= Beginning of Section =
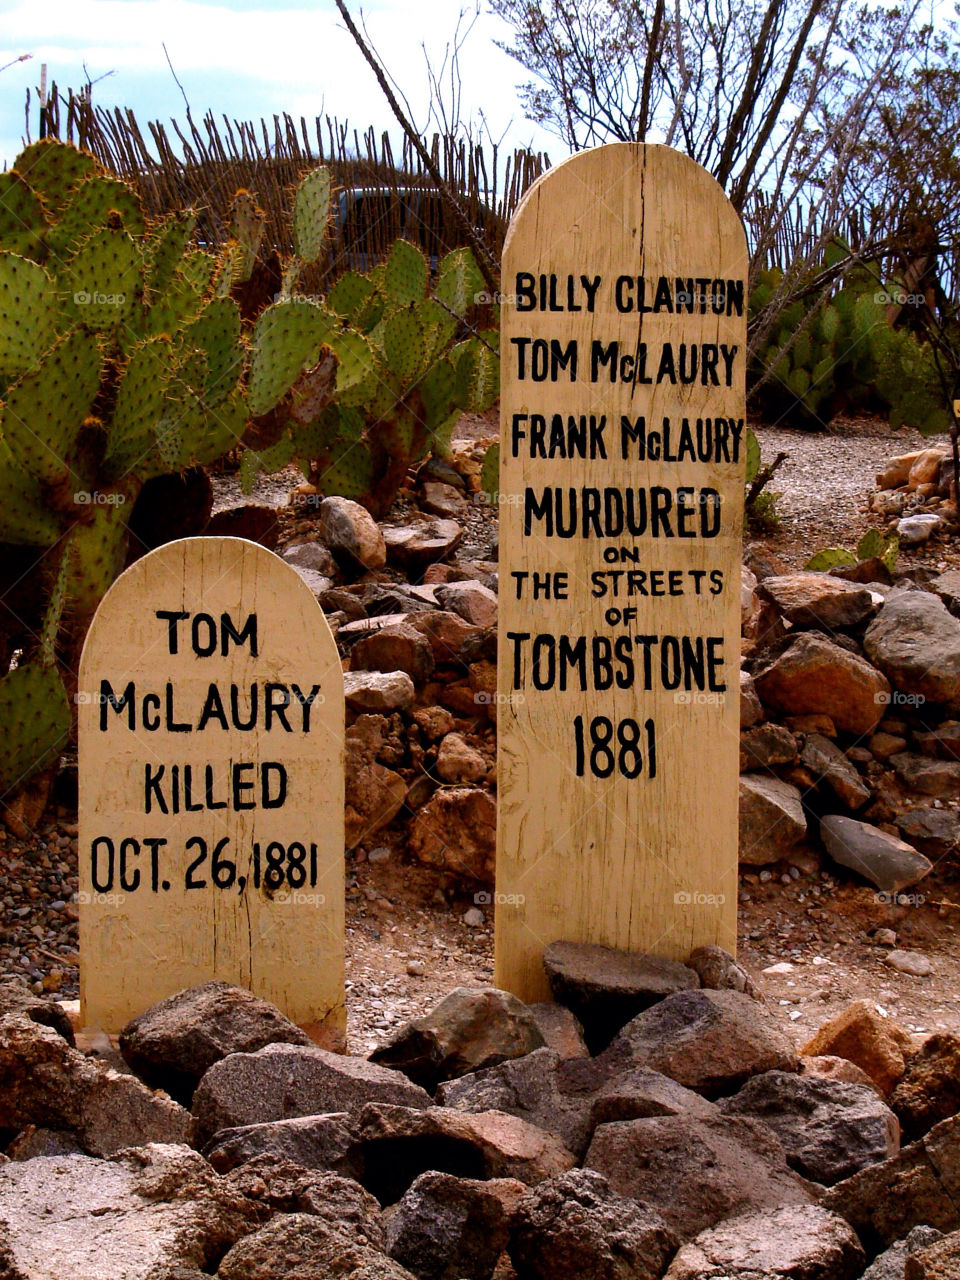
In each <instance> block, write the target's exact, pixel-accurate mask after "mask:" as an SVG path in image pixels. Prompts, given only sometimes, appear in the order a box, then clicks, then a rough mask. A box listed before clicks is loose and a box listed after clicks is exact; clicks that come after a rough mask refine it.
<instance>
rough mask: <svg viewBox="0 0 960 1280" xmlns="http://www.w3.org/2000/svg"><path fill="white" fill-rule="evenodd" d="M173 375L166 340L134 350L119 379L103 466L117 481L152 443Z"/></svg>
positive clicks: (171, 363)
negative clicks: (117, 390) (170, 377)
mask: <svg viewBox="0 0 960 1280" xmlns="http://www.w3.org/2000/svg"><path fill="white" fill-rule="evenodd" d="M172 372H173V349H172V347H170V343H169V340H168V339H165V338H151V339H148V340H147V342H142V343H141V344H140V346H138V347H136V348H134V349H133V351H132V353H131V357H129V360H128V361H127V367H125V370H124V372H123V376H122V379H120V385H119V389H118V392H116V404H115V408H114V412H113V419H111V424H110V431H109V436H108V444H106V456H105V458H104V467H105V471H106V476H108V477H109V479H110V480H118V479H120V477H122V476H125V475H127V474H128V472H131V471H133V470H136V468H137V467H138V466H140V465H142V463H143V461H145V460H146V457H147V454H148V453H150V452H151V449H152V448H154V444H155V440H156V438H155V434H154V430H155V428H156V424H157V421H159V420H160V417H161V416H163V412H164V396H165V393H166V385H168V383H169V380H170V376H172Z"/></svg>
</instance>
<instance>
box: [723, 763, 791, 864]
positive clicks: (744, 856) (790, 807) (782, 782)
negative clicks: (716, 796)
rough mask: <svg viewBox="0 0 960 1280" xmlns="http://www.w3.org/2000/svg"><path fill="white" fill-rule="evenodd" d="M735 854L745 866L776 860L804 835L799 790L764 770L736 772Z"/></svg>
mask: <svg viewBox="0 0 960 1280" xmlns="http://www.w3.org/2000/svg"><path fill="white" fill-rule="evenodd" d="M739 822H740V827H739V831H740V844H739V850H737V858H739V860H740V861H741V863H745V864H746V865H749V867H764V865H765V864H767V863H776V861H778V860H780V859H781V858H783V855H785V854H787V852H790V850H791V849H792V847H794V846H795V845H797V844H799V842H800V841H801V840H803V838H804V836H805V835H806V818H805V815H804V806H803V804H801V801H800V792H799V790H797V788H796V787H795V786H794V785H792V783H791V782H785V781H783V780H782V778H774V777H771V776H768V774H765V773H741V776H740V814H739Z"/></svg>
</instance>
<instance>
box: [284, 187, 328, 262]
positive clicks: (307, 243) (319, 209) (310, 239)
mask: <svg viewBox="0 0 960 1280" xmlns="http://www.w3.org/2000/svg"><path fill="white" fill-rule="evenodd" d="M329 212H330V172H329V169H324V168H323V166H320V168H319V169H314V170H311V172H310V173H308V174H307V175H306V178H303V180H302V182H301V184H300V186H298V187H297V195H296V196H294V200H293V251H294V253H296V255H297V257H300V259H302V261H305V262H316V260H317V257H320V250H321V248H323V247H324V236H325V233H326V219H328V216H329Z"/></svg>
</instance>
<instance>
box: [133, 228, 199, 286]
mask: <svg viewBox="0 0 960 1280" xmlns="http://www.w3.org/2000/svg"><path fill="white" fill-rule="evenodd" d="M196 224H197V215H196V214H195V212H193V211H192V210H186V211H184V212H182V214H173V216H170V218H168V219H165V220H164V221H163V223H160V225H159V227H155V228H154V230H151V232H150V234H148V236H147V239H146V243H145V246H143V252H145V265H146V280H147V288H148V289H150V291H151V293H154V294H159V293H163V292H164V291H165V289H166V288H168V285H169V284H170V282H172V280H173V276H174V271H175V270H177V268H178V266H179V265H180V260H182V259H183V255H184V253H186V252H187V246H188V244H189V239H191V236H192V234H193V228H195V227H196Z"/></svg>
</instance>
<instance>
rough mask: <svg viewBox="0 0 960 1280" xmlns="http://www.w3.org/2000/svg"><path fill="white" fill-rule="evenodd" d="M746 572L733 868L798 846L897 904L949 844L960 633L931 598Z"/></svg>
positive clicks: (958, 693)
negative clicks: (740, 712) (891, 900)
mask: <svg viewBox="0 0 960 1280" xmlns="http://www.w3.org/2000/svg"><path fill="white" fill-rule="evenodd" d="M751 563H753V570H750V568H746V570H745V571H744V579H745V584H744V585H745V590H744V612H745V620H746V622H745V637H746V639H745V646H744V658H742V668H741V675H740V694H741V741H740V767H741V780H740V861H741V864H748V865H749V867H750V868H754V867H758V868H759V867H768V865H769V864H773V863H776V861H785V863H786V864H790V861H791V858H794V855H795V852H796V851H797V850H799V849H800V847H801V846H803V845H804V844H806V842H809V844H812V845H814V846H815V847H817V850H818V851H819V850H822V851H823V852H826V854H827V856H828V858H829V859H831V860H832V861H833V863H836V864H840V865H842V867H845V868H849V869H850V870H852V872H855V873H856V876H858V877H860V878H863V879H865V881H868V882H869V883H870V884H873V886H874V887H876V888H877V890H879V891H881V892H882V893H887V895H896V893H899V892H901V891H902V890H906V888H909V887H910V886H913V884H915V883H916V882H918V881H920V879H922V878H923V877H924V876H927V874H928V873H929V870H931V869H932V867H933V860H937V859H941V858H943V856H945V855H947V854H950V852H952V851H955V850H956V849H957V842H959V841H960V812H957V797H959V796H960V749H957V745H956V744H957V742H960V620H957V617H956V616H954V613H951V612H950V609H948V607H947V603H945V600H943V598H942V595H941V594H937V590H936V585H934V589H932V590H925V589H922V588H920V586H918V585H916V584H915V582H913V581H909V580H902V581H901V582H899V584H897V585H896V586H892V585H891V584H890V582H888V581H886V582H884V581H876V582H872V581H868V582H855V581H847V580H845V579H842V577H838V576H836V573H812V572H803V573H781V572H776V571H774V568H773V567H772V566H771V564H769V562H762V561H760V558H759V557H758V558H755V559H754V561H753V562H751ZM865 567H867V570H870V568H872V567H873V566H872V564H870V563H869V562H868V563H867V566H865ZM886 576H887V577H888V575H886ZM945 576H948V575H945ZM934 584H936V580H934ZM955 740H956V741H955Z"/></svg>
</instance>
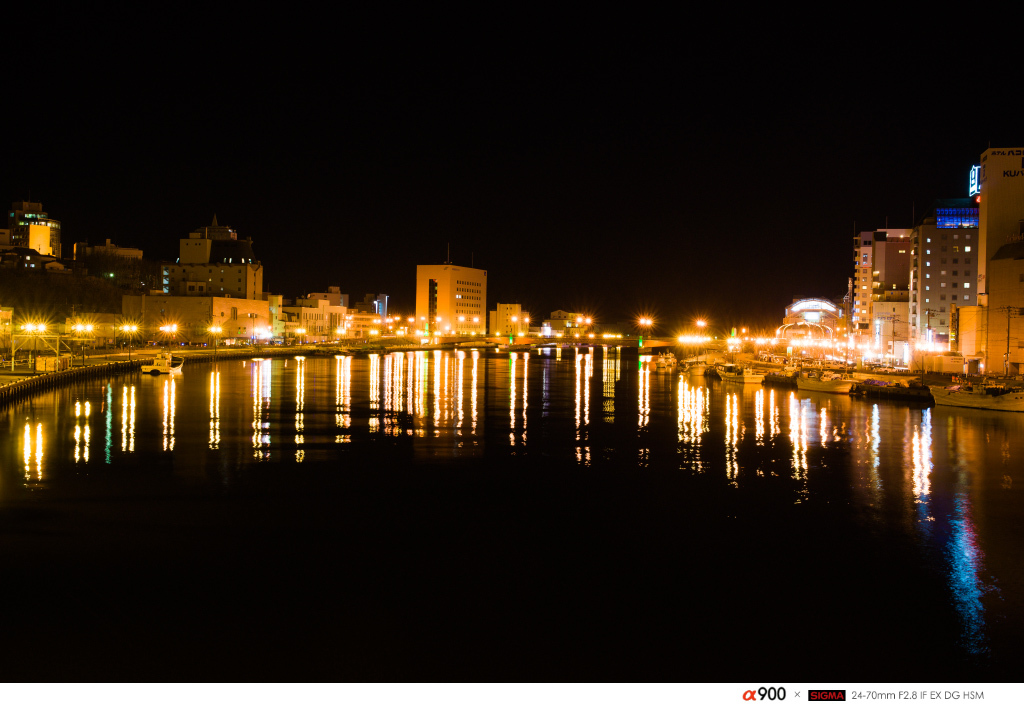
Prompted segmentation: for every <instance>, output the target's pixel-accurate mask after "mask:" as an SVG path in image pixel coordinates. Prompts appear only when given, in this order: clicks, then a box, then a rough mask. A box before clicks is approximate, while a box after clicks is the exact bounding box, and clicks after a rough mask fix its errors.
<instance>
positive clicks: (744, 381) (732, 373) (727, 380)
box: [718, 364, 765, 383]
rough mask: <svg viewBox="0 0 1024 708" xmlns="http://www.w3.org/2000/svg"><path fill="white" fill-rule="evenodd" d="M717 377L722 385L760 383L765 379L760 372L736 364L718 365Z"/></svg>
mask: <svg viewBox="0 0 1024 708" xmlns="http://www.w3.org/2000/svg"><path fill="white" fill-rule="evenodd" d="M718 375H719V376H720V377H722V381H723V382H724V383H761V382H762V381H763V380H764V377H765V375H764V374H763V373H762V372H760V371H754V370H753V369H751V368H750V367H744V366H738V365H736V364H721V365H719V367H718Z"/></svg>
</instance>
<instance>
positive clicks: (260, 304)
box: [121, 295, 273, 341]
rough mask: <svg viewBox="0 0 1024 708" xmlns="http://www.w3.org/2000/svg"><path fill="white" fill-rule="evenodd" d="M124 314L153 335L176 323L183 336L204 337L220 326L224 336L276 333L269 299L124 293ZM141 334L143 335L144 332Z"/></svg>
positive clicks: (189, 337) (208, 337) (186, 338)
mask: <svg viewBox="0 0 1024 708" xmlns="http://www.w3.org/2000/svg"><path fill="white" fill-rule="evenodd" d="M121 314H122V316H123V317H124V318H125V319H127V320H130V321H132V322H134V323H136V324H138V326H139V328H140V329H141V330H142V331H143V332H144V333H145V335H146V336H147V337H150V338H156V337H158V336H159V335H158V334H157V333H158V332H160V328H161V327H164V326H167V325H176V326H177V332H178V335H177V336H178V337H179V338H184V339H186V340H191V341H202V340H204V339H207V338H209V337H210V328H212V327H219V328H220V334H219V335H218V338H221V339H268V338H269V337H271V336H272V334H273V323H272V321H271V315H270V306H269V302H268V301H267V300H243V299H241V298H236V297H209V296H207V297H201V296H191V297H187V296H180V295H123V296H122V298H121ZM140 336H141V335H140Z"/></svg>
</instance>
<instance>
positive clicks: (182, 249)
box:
= End of Section =
WHAT YOU ARE ASKED TO DO -
Among the lines above, repeat exactly those from the line with "377L722 385L760 383L765" to the line with "positive clicks: (260, 304)", counting both ends.

OUTPUT OF THE TASK -
rough mask: <svg viewBox="0 0 1024 708" xmlns="http://www.w3.org/2000/svg"><path fill="white" fill-rule="evenodd" d="M717 377L722 385L760 383L765 379L760 372L736 364L718 365Z"/></svg>
mask: <svg viewBox="0 0 1024 708" xmlns="http://www.w3.org/2000/svg"><path fill="white" fill-rule="evenodd" d="M718 375H719V376H720V377H722V381H723V382H724V383H761V382H762V381H763V380H764V377H765V375H764V374H763V373H762V372H760V371H754V370H753V369H751V368H750V367H744V366H738V365H736V364H721V365H719V367H718Z"/></svg>
</instance>
<instance>
positive clicks: (260, 304)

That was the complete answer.